À la manière des portraits de grands designers nous poursuivons ici notre série sur les typographies qui ont marqué le monde du design graphique. Voici donc Typorama #03, sur le Didot !
Véritable fer de lance de la typographie française du XIXe siècle, le Didot fut créé entre 1784 et 1811 par Firmin Didot, créateur de caractères issu d’une grande dynastie d’imprimeurs et de typographes.
Découvrons comment ce caractère bicentenaire a réussi à allier finesse et élégance pour traverser les siècles, et s’affirmer encore aujourd’hui comme un intemporel de la mode !
La famille Didot, c’est un peu comme dans le jeu des 7 familles, tous les membres ont leur importance. C’est une famille de libraires éditeurs-imprimeurs et bibliophiles qui maîtrise toutes les branches de l’industrie du livre.
L’histoire commence avec le grand-père, François, installé à Paris et qui publie la série des Voyages de l’abbé Prévost. Le père, François-Ambroise, a posé les bases d’une unité de mesure qui sera peu à peu acceptée par tous les imprimeurs : le point typographique ou point Didot. Cette mesure révolutionnaire permettra de calibrer plus finement les textes, assurant une mise en page parfaite, selon des équations mathématiques implacables ! Jusque là, les caractères étaient fondus de manière assez variable, et aucune norme précise ne permettait de les calibrer efficacement.

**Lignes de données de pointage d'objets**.
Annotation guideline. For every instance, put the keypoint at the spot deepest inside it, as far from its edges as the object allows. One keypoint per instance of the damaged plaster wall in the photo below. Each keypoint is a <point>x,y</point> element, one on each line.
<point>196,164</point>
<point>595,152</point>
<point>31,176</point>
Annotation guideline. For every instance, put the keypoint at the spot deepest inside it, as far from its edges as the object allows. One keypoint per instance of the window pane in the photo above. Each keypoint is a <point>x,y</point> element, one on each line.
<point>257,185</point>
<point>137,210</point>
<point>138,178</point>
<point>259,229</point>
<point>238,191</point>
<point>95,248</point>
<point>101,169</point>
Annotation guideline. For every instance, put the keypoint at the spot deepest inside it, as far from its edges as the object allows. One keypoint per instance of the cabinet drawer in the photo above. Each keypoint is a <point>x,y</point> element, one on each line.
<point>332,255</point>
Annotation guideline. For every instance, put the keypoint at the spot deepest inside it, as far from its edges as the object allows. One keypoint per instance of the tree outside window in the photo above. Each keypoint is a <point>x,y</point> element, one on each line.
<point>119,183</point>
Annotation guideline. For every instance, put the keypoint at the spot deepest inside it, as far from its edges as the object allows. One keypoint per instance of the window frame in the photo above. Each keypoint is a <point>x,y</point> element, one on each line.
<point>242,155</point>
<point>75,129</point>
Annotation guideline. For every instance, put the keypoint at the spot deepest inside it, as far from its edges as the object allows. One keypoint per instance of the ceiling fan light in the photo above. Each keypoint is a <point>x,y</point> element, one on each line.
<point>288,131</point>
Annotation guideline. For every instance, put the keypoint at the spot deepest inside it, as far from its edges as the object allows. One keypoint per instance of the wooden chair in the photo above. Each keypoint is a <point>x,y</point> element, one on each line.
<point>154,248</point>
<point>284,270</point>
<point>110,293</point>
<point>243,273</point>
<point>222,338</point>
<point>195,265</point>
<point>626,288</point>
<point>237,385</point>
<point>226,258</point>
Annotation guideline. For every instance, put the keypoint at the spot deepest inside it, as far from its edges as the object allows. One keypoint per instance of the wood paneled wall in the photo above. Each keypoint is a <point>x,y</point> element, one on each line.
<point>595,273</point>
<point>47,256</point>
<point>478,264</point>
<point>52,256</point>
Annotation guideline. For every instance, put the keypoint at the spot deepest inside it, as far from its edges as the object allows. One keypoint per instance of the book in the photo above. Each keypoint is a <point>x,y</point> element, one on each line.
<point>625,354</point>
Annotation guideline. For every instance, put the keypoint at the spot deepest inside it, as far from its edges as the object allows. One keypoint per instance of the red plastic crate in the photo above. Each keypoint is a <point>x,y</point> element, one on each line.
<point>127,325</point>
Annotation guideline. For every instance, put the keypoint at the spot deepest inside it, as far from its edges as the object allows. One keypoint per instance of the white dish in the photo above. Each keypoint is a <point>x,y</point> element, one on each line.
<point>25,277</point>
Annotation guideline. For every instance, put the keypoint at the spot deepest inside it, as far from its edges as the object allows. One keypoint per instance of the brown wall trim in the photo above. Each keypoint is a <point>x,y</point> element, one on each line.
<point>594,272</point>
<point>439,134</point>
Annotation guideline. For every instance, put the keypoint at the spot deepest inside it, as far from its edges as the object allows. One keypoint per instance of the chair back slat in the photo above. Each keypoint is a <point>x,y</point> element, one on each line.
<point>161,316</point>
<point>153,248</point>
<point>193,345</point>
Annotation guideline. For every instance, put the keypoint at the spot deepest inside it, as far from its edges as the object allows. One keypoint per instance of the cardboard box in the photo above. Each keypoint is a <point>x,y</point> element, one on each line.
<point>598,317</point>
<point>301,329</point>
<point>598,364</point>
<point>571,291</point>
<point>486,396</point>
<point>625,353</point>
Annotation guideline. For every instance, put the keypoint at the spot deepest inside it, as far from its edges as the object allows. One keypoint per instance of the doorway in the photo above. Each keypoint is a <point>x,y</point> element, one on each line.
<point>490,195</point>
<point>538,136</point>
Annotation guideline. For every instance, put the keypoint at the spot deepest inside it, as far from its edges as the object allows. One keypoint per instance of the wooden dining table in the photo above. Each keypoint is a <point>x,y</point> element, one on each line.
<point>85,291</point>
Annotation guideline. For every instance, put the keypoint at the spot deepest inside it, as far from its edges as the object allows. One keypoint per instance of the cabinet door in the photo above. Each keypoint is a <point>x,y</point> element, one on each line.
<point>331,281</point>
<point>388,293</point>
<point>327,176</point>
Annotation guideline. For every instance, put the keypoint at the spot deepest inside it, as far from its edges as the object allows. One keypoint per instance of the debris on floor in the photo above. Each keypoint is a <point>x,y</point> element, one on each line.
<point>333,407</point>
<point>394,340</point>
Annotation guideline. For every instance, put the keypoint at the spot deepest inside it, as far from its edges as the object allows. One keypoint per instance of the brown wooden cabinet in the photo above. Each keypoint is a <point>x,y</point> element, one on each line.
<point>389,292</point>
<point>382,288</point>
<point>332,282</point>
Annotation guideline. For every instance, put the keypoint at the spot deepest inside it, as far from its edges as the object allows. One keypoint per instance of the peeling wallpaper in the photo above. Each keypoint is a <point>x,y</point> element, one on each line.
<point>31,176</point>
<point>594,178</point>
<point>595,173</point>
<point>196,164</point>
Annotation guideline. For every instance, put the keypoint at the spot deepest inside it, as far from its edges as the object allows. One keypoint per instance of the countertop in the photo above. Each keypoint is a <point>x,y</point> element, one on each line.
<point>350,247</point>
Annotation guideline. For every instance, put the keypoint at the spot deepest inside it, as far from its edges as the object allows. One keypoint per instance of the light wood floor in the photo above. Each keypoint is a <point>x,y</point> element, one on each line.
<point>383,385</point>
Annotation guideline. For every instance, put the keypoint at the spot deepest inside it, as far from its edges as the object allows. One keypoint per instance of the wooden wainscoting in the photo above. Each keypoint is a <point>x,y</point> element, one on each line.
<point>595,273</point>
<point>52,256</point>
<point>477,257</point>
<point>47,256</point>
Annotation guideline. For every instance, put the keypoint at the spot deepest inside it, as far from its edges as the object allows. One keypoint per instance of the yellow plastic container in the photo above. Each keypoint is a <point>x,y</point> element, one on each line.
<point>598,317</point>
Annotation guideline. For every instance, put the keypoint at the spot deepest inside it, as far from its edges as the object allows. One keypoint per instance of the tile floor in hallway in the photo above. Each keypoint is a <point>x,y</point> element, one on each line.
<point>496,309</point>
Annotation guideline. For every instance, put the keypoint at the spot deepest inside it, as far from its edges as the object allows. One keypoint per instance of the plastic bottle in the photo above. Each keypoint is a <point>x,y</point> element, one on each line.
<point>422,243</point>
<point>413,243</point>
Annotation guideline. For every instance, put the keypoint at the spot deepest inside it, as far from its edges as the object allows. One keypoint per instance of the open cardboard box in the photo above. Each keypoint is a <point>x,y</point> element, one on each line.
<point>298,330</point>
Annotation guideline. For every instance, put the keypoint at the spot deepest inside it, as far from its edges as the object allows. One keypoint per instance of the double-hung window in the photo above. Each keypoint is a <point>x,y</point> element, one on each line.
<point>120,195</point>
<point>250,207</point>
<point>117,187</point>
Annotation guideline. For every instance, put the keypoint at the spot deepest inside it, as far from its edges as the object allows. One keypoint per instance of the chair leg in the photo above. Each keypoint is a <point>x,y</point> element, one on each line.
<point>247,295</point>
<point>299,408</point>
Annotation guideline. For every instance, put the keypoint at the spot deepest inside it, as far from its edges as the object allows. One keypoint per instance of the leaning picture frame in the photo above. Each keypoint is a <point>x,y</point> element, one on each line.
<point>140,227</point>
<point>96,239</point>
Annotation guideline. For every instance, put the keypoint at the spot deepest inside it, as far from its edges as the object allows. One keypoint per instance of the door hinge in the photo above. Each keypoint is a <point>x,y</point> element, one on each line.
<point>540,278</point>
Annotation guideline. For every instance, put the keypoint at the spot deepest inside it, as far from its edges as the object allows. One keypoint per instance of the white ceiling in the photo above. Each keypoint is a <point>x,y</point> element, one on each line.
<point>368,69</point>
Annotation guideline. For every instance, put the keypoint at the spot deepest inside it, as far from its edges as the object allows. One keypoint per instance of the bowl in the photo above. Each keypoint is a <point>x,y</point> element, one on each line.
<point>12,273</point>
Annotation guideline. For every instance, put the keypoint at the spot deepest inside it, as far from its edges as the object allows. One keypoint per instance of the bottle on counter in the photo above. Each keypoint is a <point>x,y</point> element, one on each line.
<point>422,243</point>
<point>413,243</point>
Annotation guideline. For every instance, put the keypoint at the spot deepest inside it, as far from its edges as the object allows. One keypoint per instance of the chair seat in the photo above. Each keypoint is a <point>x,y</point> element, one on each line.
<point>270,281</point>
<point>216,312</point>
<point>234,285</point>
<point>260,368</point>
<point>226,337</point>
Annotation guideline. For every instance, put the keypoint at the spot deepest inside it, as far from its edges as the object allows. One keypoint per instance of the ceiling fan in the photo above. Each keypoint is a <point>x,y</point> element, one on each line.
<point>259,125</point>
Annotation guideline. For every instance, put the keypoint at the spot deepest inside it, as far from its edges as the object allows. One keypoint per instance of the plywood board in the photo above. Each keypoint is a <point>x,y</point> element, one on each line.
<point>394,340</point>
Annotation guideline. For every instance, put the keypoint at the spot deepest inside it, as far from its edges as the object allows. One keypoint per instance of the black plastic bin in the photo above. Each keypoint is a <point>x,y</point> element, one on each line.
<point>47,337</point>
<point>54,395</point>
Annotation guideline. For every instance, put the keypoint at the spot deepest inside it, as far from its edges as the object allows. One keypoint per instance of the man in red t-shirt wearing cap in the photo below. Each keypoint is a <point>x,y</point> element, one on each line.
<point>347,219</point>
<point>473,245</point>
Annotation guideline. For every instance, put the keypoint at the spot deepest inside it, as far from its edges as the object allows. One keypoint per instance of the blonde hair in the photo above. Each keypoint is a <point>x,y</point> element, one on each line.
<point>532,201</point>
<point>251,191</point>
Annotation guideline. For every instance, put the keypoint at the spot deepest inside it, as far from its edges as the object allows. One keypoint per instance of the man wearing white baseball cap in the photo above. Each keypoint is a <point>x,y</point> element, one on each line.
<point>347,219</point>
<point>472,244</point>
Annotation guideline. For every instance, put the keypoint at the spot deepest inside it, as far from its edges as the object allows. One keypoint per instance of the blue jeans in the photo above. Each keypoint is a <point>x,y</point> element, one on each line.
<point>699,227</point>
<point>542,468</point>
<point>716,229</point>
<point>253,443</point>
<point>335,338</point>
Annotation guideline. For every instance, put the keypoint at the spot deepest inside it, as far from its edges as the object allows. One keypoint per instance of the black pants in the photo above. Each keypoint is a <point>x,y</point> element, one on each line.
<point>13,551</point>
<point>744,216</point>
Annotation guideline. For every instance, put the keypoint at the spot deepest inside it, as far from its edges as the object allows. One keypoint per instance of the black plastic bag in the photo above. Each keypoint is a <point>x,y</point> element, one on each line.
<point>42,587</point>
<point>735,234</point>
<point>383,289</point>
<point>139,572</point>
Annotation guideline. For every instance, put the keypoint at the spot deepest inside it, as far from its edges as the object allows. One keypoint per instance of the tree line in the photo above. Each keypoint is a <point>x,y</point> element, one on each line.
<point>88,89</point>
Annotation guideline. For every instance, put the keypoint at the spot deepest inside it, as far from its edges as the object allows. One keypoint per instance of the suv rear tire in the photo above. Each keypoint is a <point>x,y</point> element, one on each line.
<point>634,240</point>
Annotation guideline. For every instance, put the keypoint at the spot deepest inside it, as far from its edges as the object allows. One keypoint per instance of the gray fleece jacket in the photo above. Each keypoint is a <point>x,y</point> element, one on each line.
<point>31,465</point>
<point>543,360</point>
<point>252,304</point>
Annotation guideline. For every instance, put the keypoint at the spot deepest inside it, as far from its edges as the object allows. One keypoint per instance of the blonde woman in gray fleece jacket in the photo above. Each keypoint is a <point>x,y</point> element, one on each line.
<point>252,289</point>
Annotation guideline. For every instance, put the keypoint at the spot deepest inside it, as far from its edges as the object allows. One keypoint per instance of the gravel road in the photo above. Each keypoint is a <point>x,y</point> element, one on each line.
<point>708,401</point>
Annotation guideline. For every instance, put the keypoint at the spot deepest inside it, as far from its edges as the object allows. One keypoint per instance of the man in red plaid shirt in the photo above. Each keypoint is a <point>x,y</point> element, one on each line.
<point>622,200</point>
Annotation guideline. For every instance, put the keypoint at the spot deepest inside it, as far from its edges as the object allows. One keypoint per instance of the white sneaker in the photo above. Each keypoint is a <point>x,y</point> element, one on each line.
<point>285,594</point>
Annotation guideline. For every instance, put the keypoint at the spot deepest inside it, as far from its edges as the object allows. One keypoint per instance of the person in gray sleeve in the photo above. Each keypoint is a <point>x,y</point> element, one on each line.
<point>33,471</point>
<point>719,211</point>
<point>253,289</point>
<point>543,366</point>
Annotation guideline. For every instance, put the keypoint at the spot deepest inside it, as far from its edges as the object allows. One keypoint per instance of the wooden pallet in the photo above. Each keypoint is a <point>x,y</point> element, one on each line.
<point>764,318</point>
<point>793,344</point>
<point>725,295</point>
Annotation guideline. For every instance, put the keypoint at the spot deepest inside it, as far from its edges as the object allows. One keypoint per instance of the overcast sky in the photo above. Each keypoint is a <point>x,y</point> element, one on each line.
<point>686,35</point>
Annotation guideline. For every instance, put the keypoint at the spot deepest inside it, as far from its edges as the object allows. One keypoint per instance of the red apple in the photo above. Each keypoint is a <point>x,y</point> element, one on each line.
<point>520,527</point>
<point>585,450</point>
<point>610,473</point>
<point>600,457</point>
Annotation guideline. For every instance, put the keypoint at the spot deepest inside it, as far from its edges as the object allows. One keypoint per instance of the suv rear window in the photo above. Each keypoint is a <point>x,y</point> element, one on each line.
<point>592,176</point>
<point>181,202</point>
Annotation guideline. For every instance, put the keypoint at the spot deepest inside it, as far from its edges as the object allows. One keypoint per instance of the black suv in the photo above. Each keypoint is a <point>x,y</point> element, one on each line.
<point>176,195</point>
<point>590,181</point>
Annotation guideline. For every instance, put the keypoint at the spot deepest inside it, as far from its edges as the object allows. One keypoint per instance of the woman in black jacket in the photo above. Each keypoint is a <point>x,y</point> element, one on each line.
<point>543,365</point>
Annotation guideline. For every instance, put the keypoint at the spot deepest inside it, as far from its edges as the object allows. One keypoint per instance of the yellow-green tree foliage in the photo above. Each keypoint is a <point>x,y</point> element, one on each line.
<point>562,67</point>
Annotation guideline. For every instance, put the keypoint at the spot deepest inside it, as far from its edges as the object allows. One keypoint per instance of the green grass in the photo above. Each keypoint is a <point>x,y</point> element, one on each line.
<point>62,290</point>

**CONSIGNES**.
a) Répondez aux questions suivantes à partir de l'extrait sur le Didot.
(i) Entre quelles années le Didot a-t-il été créé ?
(ii) Quelle série le grand-père, François, a-t-il publiée ?
(iii) Quelle unité de mesure le père, François-Ambroise, a-t-il posé les bases ?
b) Poursuivez l'extrait sur le Didot en reprenant juste après sa dernière phrase.

**RÉPONSES DANS L'ORDRE**.
a)
(i) Entre 1784 et 1811.
(ii) La série des Voyages de l'abbé Prévost.
(iii) Le point typographique, aussi appelé point Didot.

b)
Il y a également l’oncle, Pierre-François, dit le jeune, imprimeur à la cour, graveur et inventeur des caractères Didot, d’une grande lisibilité.
Mais le joker de cette famille, c’est Firmin Didot. Graveur, fondeur, qui popularisera le «point Didot», tout en étant aussi un exceptionnel graveur de caractères. Il sera également un temps élu député et défendra les intérêts de la librairie et de la presse. Imaginez Jean-Baptiste Levée ou Alice Savoye à l’Assemblée Nationale... ce serait la classe !
Source: https://typofonderie.com
La famille Didot investira dans de nombreuses papeteries et imprimeries. À l’époque, la mécanisation de ces industries devait réduire au chômage les jeunes femmes employées aux basses besognes (défaire les ourlets et découdre les boutons des chiffons utilisés pour la fabrication de la pâte à papier). Mais Firmin Didot n’entendait pas accepter cette fatalité et lui vient l’idée osée de reconvertir ces jeunes femmes à la typographie.
À l’époque, cette profession était exclusivement masculine, et ces jeunes femmes étaient souvent illettrées, ce qui est loin d’être pratique pour composer des livres. Firmin-Didot transformera en quelques années ces "éplucheuses" en typographes confirmées.
Il faut bien dire que ces femmes formaient une main-d’œuvre compétente isolée des courants d’idées de la capitale et moins revendicatrice en matière de rémunération. Adeptes de la philanthropie chrétienne, les Firmin-Didot ont ainsi créé au Mesnil-sur-l’Estrée une « colonie industrielle » permettant d’instruire et de former leurs futurs salariés, de les héberger sur leur lieu de travail et d’assurer leur bien-être matériel, physique et moral. Un système de mutuelle de santé verra même le jour dès 1839, permettant aux salariés de se voir rembourser leurs soins de santé.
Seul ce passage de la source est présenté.